◆ Page extract
- Directed by: Kieran Galvin
- Written by: Kieran Galvin
- Produced by: Melissa Beauford
- Starring: Nadia Townsend Bernard Curry Sally Bull Terence Donovan
- Release date: 2005;
- Country: Australia
- Language: English

= Puppy (2005 film) =

2005 film

Puppy is an independent Australian feature film starring Nadia Townsend, Bernard Curry, Sally Bull, and Terence Donovan. The film was written and directed by Irish-born Australian Kieran Galvin, who also directed the short films The Burning Boy, Mono-Winged Angel, Contact and Other People. He also wrote the exploitational thriller Feed (directed by Brett Leonard). Both Puppy and Feed were produced by Melissa Beauford.

==Plot==
Attempting suicide, sultry but down-on-her-luck swindler Liz (Nadia Townsend) is rescued by lonely tow truck driver Aiden (Bernard Curry). But instead of rushing her to the hospital, Liz's saviour abducts her to his remote farmhouse, convinced that she is the wife who abandoned him years earlier. Cut off from civilisation, kept prisoner and guarded day and night by vicious attack dogs, Liz realizes she must rely on her skills as a con artist to talk her way out of this hostage situation.

◆ Stored items
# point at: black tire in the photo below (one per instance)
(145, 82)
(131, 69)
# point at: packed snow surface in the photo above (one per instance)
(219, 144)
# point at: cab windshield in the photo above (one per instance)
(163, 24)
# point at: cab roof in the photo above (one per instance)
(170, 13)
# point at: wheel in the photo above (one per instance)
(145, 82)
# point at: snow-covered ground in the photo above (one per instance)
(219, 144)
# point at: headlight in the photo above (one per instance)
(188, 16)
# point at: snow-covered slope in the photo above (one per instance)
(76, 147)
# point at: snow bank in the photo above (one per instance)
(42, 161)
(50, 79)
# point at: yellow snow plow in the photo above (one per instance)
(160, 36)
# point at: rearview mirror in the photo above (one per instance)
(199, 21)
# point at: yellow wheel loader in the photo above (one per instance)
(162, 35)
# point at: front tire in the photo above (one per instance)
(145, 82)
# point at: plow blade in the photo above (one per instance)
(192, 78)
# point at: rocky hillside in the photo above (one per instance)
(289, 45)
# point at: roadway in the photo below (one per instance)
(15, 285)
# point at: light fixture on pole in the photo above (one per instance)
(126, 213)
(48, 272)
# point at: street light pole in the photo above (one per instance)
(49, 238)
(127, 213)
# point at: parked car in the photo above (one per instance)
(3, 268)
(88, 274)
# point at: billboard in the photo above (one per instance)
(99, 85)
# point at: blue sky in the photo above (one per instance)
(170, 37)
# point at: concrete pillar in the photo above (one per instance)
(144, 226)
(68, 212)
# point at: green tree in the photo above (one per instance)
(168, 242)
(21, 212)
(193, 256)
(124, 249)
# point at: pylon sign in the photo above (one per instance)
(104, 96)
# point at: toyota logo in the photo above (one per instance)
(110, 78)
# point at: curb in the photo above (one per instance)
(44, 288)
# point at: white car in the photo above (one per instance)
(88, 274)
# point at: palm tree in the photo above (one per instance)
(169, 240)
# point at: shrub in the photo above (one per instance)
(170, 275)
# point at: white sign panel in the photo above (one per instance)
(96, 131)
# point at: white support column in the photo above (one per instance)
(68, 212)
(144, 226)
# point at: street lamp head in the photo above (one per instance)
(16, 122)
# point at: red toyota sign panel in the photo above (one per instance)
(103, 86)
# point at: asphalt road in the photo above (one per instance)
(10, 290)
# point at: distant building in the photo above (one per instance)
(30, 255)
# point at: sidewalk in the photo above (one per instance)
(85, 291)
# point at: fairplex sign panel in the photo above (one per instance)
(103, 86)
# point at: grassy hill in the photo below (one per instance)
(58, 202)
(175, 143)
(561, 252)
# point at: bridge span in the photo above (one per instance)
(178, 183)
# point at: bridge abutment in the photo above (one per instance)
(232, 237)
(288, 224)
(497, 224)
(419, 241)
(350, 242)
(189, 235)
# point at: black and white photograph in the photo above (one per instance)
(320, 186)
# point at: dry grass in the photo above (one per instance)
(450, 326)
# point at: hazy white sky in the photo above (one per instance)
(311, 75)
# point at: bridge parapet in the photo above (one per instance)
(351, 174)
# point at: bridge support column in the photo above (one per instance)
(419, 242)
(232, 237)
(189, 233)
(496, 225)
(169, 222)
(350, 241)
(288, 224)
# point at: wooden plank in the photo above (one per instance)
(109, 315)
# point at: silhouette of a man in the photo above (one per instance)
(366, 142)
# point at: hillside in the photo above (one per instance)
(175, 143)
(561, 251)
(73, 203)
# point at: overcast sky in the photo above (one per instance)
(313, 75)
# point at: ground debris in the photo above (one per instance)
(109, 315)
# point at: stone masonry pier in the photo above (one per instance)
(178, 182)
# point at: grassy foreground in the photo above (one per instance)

◆ Exercise description
Continue the article on the 2005 film Puppy, picking up after its plot summary. The records have no connection to the article about the film Puppy.

◆ Answer below
==Cast==
- Nadia Townsend as Liz
- Bernard Curry as Aiden
- Terence Donovan as Dr. Holden
- Deniz Akdeniz as Omar

==Reception==
Puppy received a mix of positive and critical responses. Richard Kuipers of Variety praised the film's twists and oddball tone but noted that its narrative developments sometimes led to "plausibility potholes", suggesting that the story's unusual elements did not always cohere convincingly.

Francesca Rudkin of The New Zealand Herald rated the film 3 out of 5, characterizing it as a "sick twisted puppy of a movie" from Galvin. Rudkin highlighted the film's blend of thriller and black comedy elements, and singled out Townsend's performance as engaging and intelligent, while offering that Curry's portrayal of Aiden, though less assured, grew on the viewer over time.

In a home media review, Ian Jane of DVD Talk was more critical, finding Puppy "slow and predictable" with underdeveloped characters that failed to elicit sympathy. Jane described the acting as "mediocre across the board" and the overall visual presentation as lacking polish, concluding that the film "gets an A for effort but never really takes off", and recommended that viewers skip it.